- [WORK TASK]: Reproduce the data below in full and exclude every picture.

- [EXERCISE DATA]:
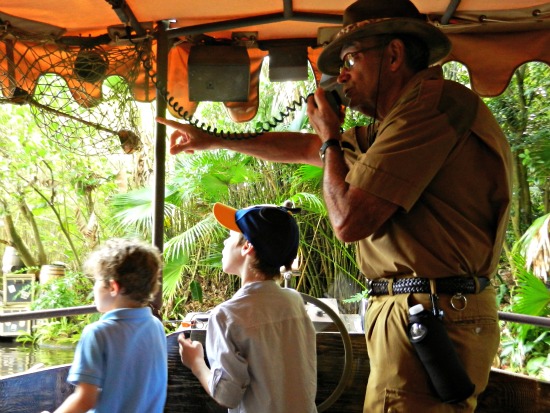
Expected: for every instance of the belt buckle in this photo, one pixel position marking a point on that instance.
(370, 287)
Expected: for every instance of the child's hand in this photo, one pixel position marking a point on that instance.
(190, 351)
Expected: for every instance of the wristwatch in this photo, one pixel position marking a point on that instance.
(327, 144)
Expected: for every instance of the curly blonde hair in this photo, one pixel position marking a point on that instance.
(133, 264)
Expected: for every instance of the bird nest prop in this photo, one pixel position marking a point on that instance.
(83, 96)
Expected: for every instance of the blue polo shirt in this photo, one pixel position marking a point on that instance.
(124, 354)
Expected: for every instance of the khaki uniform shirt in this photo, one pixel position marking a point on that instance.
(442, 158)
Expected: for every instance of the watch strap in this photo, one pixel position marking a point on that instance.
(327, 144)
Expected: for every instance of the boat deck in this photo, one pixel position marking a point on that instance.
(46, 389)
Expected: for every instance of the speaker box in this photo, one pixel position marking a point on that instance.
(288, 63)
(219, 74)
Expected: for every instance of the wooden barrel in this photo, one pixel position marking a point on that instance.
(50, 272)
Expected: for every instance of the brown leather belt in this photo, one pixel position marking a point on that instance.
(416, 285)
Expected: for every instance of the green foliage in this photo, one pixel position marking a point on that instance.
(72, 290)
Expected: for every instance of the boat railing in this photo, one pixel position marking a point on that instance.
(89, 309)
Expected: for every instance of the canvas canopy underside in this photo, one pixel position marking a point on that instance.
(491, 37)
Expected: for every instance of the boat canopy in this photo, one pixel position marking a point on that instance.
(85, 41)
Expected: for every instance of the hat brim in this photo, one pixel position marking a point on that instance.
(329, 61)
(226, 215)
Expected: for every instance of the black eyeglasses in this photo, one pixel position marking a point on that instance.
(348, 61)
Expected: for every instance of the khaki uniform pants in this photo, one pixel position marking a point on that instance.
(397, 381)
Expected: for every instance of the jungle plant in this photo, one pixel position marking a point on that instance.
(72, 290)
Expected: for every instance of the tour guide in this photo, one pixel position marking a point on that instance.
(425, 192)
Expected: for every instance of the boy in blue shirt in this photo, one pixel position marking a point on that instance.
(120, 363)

- [TASK SOLUTION]:
Expected: for every instance of the belt buckle in this photo, one pixel position marking a point on that instance.
(370, 287)
Expected: for every instance of the child's hand in this photo, one pixel position marking a point on that instance.
(190, 351)
Expected: for every instance of the wristwatch in this photo, one pixel position marking a point on that instance.
(327, 144)
Expected: for every instance of the curly blonde hair in this photo, one pixel position marking a point on that instance.
(133, 264)
Expected: for every instance of the bird nest prop in this photo, one pixel position marking a point on that instance.
(83, 96)
Expected: for every instance of the blue polo shirt in this photo, one pixel position marking a point on that instance.
(124, 354)
Expected: for every instance of the khaki uniform shirt in this photo, one pixel position marking a point on that instance.
(442, 158)
Expected: for every instance of the watch strap in this photo, one pixel position marking a point on that instance.
(327, 144)
Expected: for every instance of the boat deck in this photo, one pixel position marking a point on that instance.
(46, 389)
Expected: for every instance of the speaker box in this photo, one pixel position marking a point on that instance.
(288, 63)
(219, 74)
Expected: for every instance of the wooden barrel in this photo, one pixel position marking a point on that instance.
(50, 272)
Expected: for every instance of the brown leather belt in this photo, one pixel position marking a point on that instance.
(416, 285)
Expected: for every instance of the green foliage in this photo, one pixel position marking a point on that instance.
(72, 290)
Expected: for every instance of the boat railing in this photo, one pixel position marking a point on that instance.
(89, 309)
Expected: for every instance of the canvas canopy underside in this photo, one pixel position marking a point on that instance.
(491, 37)
Expected: for every instance of the boat canopy in this photo, one pixel position marking a point on that instance.
(85, 41)
Expected: for every instance of the hat brim in this photo, one pixel position marking a point on that instance.
(329, 61)
(226, 215)
Expected: for every instance of the black eyeglasses in this photo, one pixel position marking a point on that instance.
(348, 61)
Expected: for every instance of the khaki uniform pants in this photo, one pixel position marking a point on that instance.
(397, 381)
Expected: for every instance of the jungle plant in this photo, one pixel position marking a point on that instance.
(72, 290)
Expected: for every instance of the tour guide in this photo, one pixel position marking a point on that instance.
(425, 192)
Expected: for every instance of the boy in blue shirt in this photo, one pixel position marking a point on that instance.
(120, 363)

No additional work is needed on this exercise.